WHAT YOU WILL DO
In the Chuck Cooper article below, write out word for word the passage starting with "Duquesne basketball legend" and going on through "at Duquesne University.".

A Unique Honor for the King of Dukes

Duquesne basketball legend Chuck Cooper broke the NBA’s color line in 1950; next year, he’s getting a posthumous, one-of-a-kind honor at his former campus.

In the first few seasons of the National Basketball Association, there were no African-American players. That changed in a moment at the 1950 draft, when the Boston Celtics drafted Chuck Cooper — a Pittsburgh native who played at Duquesne University.

The son of mailman Daniel Cooper and schoolteacher Emma Cooper, Charles Henry Cooper undoubtedly learned to play on courts in and around Homewood, where he grew up. He first attracted serious attention, however, when he played for Westinghouse High School in the early 1940s. In his senior year, Cooper led the Westinghouse team to the City League title.

After serving in the Navy during World War II, the 6-foot-5-inch forward helped build the Duquesne University basketball team into a national powerhouse. Although most college athletics were racially integrated long before professional teams, there were still conflicts; in the first postwar season, the University of Tennessee refused to play Duquesne because they had Cooper on the team. Duquesne and Coach Charles “Chick” Davies wisely refused to play without him.

Cooper scored 990 points over his four seasons with the Dukes, setting a school record. He led the team twice to the National Invitational Tournament and graduated with a bachelor’s degree in education.

After he left Duquesne, Cooper briefly played for the Harlem Globetrotters. Then came the NBA draft; Boston selected him in the second round. After the choice was announced, someone callously pointed out to Celtics owner Walter Brown that Cooper was “colored.” Brown famously retorted, “I don’t give a damn if he’s striped or plaid or polka-dot, Boston takes Charles Cooper of Duquesne!”

Two other African-Americans joined the NBA that year. As Cooper pointed out to Pittsburgh Magazine in a 1976 interview with writer Lee Gutkind, “I wasn’t alone, didn’t have to take the race-baiting and heat all on my shoulders like Jackie Robinson.” Segregation still caused constant problems for black athletes, however — and not all fans were happy to see players of color.

Cooper was frank about the ways he was limited as a professional player. “No black superstars were permitted in basketball then,” he said. “White management couldn’t afford it because they knew white spectators wouldn’t put up with it. You had to sort of fit in, if you were going to get in, make your contributions in a subordinate role.”

[Saved entries]
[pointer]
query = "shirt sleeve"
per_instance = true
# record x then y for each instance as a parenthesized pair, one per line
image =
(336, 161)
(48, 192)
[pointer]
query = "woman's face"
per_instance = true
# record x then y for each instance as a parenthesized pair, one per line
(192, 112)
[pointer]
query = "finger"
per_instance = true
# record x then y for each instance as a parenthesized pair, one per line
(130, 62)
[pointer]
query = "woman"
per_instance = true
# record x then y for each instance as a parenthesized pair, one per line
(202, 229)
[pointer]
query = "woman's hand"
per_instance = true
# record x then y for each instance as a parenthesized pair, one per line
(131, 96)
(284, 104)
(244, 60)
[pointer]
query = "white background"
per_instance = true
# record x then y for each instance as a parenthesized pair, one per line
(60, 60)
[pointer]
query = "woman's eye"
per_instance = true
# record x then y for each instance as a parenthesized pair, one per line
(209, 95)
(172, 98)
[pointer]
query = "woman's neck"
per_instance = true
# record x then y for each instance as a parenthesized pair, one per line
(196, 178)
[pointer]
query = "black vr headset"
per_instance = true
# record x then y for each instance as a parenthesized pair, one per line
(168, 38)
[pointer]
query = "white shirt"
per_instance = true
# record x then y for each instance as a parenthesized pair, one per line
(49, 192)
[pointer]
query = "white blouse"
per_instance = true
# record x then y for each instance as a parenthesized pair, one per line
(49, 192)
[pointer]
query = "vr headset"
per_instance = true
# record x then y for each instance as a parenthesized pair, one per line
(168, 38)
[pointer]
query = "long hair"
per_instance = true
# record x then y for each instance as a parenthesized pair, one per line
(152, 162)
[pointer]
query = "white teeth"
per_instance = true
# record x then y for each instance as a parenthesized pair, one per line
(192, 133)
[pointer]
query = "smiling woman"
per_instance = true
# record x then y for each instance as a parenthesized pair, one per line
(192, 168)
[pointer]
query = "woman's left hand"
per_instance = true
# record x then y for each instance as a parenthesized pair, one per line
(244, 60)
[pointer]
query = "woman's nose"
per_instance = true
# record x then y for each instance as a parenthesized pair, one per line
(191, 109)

==

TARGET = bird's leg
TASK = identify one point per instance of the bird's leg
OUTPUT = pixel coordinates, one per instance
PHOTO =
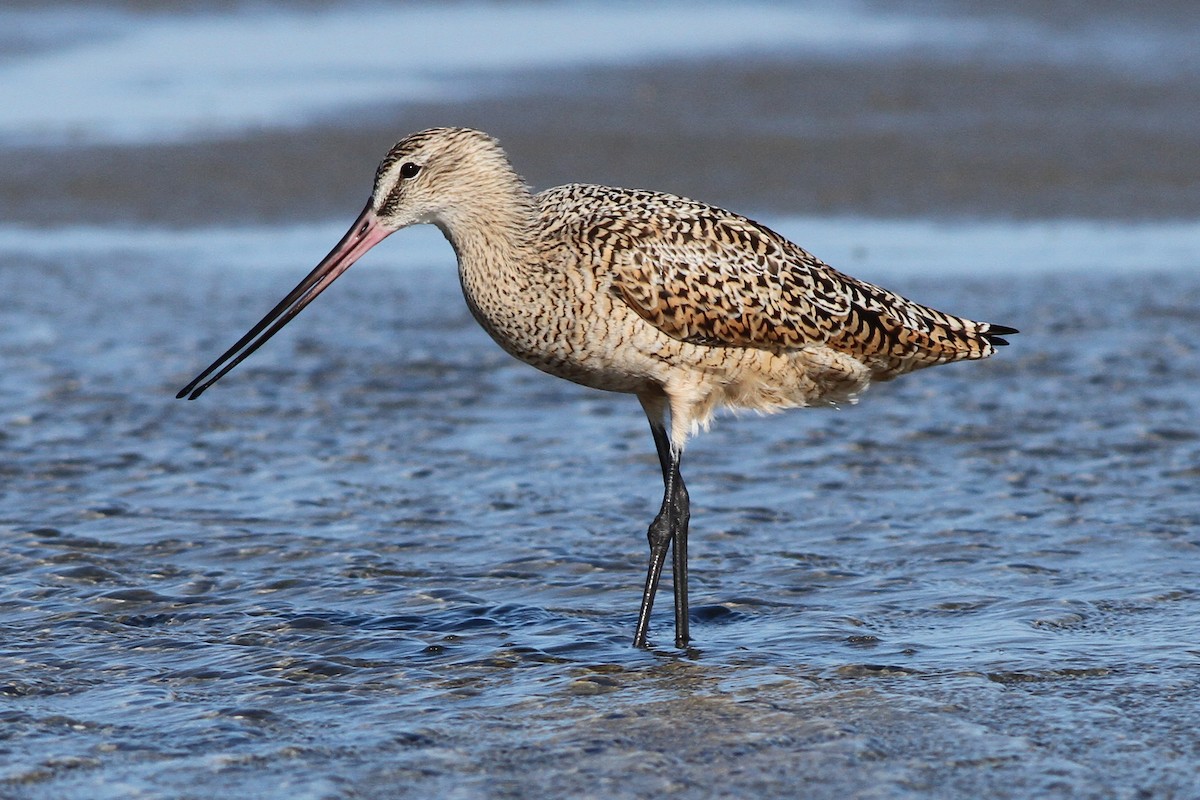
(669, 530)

RESULT FOR THIS EXERCISE
Duquesne basketball legend Chuck Cooper broke the NBA’s color line in 1950; next year, he’s getting a posthumous, one-of-a-kind honor at his former campus.

In the first few seasons of the National Basketball Association, there were no African-American players. That changed in a moment at the 1950 draft, when the Boston Celtics drafted Chuck Cooper — a Pittsburgh native who played at Duquesne University.